Leestekst ::
"""

Art. 82 Het drinken in gemeenschapwas ten allen tijde één der middelen om de kameraadschap te bevorderen; het mag echter niet het enige doel van het clubleven zijn. Het bier is één van de bestandsdelen van de clubavond, niet het hoofdbestanddeel. Het overdrijven hiervan kan een bierimpotentie met zich nemen alsook een uitsluiting van de clubavond.

 

art. 82bis.  Aan de clubtafel mag alleen bier gedronken worden. Uitzonderingen moeten worden toegestaan door de Praeses.

 

art. 83.  Een lid van de corona dat bij het begin of in de loop van de clubavond redenen heeft om zich van het bierdrinken te onthouden (bijvoorbeeld ziekte of autobestuurder), deelt zulks aan de Praeses mede. Oordeelt de Praeses de reden voor gegrond, dan verklaart hij bedoeld lid bierimpotent.

 

art. 84.  Wie bierimpotent is, heeft zijn glas omgekeerd op de tafel staan. Hij is enkel van het drinken ontslagen en niet van deelneming aan samenzangen, plechtigheden, enz., noch van de toepassing der voorschriften van de Clubcodex.

 

art. 85.  De Praeses heeft de dwingende plicht het overdadig drinken tegen te gaan met alle tot zijn beschikking staande middelen. Zo kan hij de hoeveelheid bier volgens duur en aantal beperken of bepalen dat slechts op zijn commando zal geschonken worden. Niemand, ook de Praeses niet, heeft het recht een lid van de corona te dwingen boven zijn krachten te drinken.

 

art. 86.  De Schachtenmeester regelt de bediening van het bier aan de clubtafel. De glazen worden gevuld door de schachten.

 

art. 87.  Inschenken geschiedt enkel tijdens het colloquium en in ledige glazen. Bijvullen is onder geen beding toegestaan. De kwaliteit van het bier is primordiaal.

 

art. 88.  Tijdens het colloquium – en alleen dan – drinken de leden van de corona elkander toe, en uiten aldus hun vriendschap en solidariteit. Een lid van de corona richt zich daartoe tot een ander aanzittende met de woorden:  Prosit N.N. en steekt zijn glas in diens richting vooruit. Het toegedronken lid van de corona steekt eveneens zijn glas vooruit en antwoord  Prosit N.N.! Beiden drinken dan één tot drie teugen en steken bij het afzetten het glas nogmaals vooruit.

"""

Aangeleverde gegevens ::
"""

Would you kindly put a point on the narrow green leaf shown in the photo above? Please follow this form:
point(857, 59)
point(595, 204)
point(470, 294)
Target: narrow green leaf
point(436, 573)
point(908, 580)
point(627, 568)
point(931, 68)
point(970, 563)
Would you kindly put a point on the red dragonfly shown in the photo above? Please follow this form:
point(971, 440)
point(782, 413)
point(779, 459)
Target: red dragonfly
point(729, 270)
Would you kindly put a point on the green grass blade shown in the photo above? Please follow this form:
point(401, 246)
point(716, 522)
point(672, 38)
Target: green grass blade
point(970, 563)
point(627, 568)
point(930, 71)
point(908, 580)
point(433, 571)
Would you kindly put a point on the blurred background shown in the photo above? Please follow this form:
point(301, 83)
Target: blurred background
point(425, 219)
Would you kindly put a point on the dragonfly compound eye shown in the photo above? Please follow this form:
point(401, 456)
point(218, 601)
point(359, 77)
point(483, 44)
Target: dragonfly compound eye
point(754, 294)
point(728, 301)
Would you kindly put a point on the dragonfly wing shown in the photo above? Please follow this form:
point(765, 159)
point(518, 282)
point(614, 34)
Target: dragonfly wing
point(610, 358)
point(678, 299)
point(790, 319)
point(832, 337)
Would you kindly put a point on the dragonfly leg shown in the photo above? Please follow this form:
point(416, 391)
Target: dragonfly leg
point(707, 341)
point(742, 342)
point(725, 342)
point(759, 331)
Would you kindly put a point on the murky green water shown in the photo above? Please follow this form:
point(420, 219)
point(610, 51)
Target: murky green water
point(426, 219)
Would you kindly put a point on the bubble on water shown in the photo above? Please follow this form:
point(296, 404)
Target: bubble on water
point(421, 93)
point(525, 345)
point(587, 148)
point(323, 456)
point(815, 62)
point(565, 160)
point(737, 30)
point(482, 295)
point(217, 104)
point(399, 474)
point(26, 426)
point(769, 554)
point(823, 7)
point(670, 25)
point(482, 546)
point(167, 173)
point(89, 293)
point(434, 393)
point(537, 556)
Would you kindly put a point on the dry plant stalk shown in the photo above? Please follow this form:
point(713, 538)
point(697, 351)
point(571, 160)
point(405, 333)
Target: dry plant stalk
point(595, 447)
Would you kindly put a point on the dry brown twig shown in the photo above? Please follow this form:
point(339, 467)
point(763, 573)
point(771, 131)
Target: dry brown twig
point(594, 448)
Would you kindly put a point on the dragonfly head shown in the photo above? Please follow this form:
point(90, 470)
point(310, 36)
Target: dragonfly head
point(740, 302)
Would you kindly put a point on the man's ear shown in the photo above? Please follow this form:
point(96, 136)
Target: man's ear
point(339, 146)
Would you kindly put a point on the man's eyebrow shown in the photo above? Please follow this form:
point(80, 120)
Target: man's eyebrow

"""

Doel 1 :: Haal uit de tekst over het bierdrinken het stuk dat begint bij "art. 86.  De" en doorloopt tot en met "glas nogmaals vooruit.".
Doel 2 :: Vat de tekst over het bierdrinken samen in twee zinnen.

Volledige uitvoer 1 ::
art. 86.  De Schachtenmeester regelt de bediening van het bier aan de clubtafel. De glazen worden gevuld door de schachten.

 

art. 87.  Inschenken geschiedt enkel tijdens het colloquium en in ledige glazen. Bijvullen is onder geen beding toegestaan. De kwaliteit van het bier is primordiaal.

 

art. 88.  Tijdens het colloquium – en alleen dan – drinken de leden van de corona elkander toe, en uiten aldus hun vriendschap en solidariteit. Een lid van de corona richt zich daartoe tot een ander aanzittende met de woorden:  Prosit N.N. en steekt zijn glas in diens richting vooruit. Het toegedronken lid van de corona steekt eveneens zijn glas vooruit en antwoord  Prosit N.N.! Beiden drinken dan één tot drie teugen en steken bij het afzetten het glas nogmaals vooruit.

Volledige uitvoer 2 :: Aan de clubtafel wordt alleen bier gedronken, tenzij de Praeses een uitzondering toestaat, en een lid met een gegronde reden om niet te drinken wordt door hem bierimpotent verklaard en zet zijn glas omgekeerd op tafel. De Praeses moet overdadig drinken tegengaan, niemand mag een lid dwingen boven zijn krachten te drinken, en de schachten schenken alleen tijdens het colloquium in lege glazen.